_ACTIVITY_
Go through the entries below and copy every line that holds the word "button".

── RECORDS FOR PROCESSING

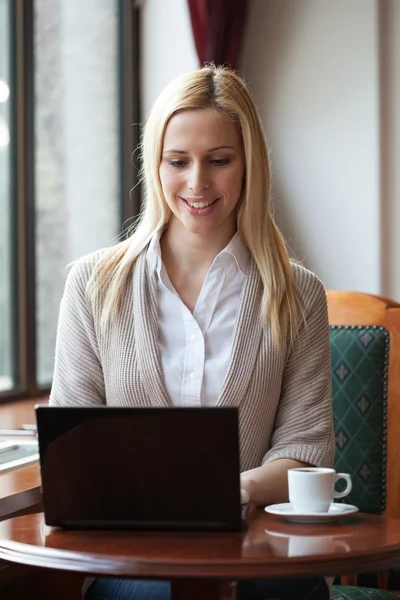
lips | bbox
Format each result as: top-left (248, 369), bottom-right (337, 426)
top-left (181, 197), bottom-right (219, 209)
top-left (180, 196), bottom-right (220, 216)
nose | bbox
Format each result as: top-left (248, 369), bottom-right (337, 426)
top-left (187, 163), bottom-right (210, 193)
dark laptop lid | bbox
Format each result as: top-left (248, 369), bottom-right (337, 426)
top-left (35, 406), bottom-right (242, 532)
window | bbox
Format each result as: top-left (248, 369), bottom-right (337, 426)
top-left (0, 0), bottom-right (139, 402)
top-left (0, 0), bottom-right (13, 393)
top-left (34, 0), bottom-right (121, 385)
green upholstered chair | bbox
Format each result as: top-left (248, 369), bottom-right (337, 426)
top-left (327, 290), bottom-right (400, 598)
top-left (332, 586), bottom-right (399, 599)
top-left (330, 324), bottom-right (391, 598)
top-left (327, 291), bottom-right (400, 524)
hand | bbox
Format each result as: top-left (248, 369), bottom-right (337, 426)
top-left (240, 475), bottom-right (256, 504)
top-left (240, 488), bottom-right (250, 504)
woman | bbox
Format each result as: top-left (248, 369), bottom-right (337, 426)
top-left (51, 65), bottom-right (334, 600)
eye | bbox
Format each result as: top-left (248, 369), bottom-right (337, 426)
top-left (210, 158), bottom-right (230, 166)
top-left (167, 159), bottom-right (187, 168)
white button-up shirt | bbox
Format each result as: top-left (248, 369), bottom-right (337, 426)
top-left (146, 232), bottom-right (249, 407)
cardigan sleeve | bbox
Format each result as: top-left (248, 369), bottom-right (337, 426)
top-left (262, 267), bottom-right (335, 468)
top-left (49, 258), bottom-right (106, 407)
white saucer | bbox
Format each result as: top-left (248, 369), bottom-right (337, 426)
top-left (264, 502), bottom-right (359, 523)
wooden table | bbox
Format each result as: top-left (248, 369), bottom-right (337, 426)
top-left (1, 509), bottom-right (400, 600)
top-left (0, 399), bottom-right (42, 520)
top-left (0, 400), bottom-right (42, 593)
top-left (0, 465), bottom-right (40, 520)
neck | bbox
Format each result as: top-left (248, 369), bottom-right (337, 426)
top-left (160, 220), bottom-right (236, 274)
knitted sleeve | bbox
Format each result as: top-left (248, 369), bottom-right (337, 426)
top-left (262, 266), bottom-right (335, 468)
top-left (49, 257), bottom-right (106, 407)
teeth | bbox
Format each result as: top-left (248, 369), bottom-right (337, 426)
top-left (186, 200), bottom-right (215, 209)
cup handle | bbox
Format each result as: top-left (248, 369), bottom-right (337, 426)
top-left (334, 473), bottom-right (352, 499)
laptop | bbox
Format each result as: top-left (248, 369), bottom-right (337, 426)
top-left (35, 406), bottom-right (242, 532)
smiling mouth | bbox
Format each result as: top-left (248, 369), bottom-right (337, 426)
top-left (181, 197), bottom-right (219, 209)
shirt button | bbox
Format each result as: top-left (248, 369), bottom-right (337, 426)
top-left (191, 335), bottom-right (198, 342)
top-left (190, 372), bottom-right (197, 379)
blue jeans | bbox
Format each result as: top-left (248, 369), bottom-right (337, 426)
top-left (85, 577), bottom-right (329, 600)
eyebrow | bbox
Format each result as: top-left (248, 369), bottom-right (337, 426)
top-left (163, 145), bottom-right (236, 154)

────
── RECORDS FOR PROCESSING

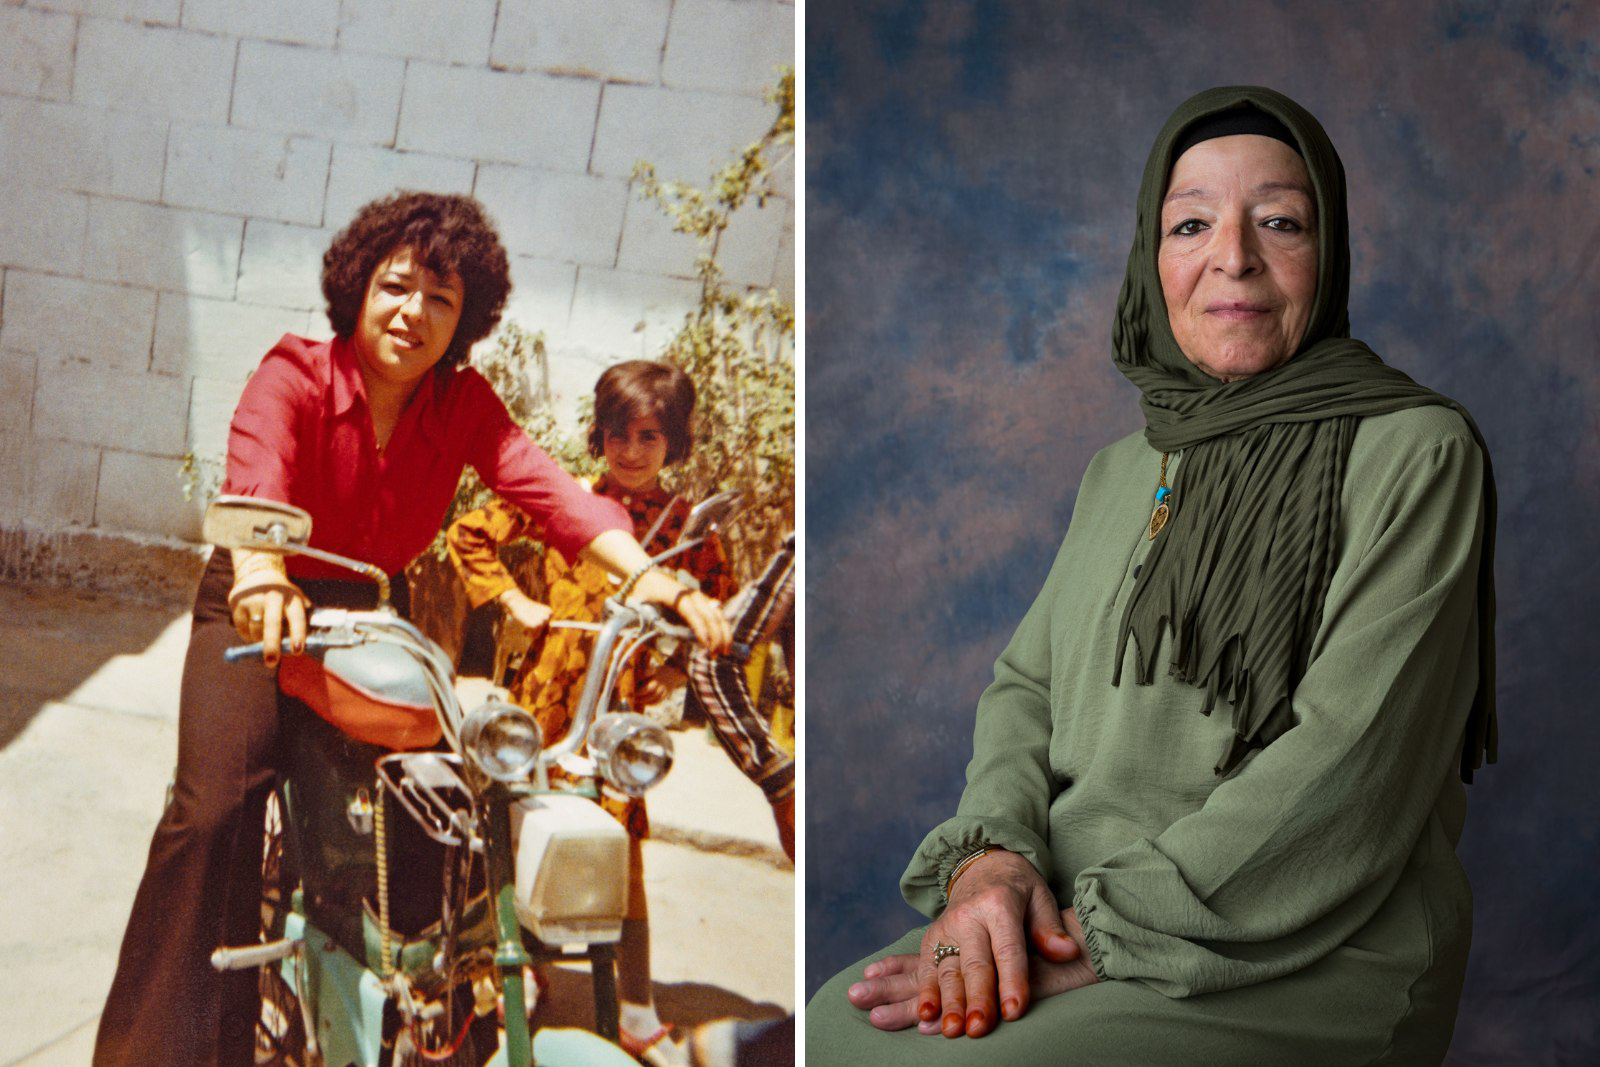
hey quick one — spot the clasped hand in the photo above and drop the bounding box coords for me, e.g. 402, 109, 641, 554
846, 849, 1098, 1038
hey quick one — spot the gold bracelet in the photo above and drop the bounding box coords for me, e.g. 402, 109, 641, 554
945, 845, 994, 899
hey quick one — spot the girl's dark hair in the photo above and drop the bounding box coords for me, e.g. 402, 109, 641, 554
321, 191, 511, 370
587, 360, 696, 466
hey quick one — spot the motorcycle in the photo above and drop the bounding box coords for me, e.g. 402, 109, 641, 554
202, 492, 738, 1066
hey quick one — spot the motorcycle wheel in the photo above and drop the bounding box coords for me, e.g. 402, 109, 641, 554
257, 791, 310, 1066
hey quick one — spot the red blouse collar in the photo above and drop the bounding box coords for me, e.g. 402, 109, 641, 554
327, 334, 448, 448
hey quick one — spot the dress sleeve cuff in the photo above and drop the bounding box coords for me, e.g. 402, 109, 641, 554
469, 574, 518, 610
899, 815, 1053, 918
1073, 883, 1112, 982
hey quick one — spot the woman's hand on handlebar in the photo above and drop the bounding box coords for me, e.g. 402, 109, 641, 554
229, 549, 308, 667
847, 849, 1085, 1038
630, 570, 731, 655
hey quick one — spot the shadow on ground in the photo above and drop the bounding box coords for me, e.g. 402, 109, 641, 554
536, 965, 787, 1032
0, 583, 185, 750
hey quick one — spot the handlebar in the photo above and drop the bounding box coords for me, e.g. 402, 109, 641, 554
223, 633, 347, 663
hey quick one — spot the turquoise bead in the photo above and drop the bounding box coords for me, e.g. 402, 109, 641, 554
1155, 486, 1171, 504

────
── RECORDS FOR PROCESSING

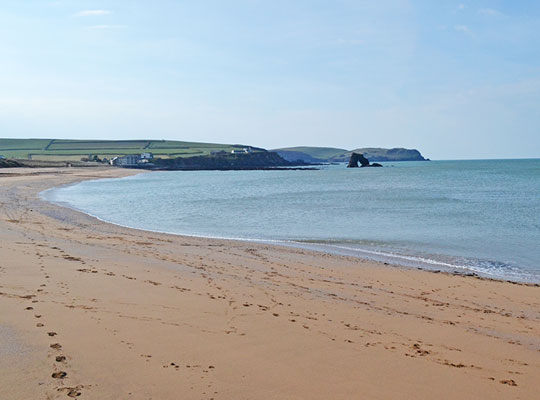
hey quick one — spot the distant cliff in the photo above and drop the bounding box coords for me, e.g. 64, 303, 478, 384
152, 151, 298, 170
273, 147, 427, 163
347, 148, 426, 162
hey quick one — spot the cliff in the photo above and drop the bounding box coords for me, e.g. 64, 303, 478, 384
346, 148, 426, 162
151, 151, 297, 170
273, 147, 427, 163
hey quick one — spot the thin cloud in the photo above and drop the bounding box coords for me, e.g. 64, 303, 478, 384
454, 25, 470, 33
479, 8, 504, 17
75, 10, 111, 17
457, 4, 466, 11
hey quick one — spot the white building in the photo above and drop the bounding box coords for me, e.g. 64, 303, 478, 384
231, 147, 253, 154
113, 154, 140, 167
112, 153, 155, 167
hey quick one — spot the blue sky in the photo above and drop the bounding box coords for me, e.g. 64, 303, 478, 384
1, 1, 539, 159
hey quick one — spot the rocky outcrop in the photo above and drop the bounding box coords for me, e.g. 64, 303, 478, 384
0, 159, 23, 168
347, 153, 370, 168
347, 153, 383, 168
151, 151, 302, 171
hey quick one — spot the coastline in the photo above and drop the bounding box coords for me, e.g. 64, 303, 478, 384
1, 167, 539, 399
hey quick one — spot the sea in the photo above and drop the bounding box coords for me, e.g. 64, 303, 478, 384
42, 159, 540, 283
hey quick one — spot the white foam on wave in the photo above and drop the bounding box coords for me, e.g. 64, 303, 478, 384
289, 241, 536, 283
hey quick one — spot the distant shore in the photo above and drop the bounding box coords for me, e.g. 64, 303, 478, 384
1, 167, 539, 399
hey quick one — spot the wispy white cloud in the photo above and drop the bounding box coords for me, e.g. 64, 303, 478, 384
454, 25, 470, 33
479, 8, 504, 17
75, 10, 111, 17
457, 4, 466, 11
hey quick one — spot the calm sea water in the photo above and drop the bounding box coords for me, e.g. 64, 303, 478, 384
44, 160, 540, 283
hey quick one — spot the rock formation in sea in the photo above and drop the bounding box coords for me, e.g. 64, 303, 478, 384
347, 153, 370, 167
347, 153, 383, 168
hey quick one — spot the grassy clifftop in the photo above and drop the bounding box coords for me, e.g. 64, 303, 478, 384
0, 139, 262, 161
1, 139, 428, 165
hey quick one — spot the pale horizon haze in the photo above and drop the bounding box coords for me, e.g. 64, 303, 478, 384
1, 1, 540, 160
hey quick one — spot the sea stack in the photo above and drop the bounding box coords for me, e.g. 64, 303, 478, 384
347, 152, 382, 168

────

_TASK RESULT_
white button-up shirt | bbox
shirt button | bbox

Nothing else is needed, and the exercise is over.